• _Description of the task_
Exact copies are required of the lines from the line containing "# test: pin the osb" through the final line of the listing, both included, and of no other lines.

• _Supplied material_
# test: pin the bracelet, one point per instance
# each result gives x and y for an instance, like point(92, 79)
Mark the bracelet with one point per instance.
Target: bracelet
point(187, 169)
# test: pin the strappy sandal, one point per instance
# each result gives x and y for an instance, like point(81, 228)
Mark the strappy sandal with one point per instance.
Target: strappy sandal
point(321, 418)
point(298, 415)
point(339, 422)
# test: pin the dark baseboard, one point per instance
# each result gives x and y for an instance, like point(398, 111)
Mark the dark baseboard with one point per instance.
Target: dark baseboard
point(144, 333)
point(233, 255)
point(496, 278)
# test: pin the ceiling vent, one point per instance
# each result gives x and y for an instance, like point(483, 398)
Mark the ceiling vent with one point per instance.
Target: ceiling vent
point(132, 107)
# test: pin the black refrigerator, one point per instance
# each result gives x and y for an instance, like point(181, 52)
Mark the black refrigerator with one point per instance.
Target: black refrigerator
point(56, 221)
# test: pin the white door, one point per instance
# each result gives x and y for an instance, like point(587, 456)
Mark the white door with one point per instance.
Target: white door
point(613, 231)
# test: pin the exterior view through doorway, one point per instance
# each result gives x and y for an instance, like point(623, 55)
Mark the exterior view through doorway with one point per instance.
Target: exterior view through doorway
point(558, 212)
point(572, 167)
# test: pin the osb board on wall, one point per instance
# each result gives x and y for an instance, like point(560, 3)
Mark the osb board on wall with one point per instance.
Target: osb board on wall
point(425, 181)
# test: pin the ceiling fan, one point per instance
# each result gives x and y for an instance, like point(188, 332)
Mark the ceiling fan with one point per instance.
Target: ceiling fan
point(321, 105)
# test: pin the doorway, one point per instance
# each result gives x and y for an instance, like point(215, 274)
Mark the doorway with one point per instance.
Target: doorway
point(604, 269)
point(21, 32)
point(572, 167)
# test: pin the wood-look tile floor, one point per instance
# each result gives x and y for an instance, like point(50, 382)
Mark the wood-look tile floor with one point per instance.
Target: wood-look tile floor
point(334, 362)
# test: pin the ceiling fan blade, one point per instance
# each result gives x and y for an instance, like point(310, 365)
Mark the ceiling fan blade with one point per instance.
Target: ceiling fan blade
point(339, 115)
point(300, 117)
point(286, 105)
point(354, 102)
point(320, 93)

• _Worked answer_
# test: pin the osb board on wall, one point per instance
# each result gives x and y for an instance, like point(560, 3)
Mark the osb board on wall with one point per instance.
Target: osb board on wall
point(425, 181)
# test: pin the ceiling fan, one point per instance
# each result gives x and y for an instance, like point(188, 332)
Mark the ceiling fan with one point per instance.
Target: ceiling fan
point(321, 105)
# test: pin the doorway, one point per instance
# each result gives x and y for an instance, like point(215, 274)
Mark the doorway with one point per instance.
Target: doorway
point(604, 269)
point(21, 32)
point(572, 167)
# test: pin the wood-look tile floor, one point per instance
# each result gives x and y for an instance, like point(50, 382)
Mark the wood-look tile floor with one point per instance.
Target: wood-look tile floor
point(334, 362)
# test: pin the ceiling fan blade, one point per instance
# each result gives x and y for an instance, like point(310, 365)
Mark the ceiling fan blade with one point per instance.
Target: ceiling fan blade
point(339, 115)
point(300, 117)
point(286, 105)
point(354, 102)
point(320, 93)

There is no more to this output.